*The request*:
Rewrite the items below, swapping every "beige baseball cap" for "tan baseball cap" and keeping everything else the same.

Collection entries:

___

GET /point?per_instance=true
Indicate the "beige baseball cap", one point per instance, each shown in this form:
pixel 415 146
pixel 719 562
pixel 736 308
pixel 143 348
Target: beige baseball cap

___

*Response to this exercise*:
GET /point?per_instance=true
Indicate the "tan baseball cap", one point per instance, each shown in this form:
pixel 415 146
pixel 719 562
pixel 736 308
pixel 143 348
Target: tan baseball cap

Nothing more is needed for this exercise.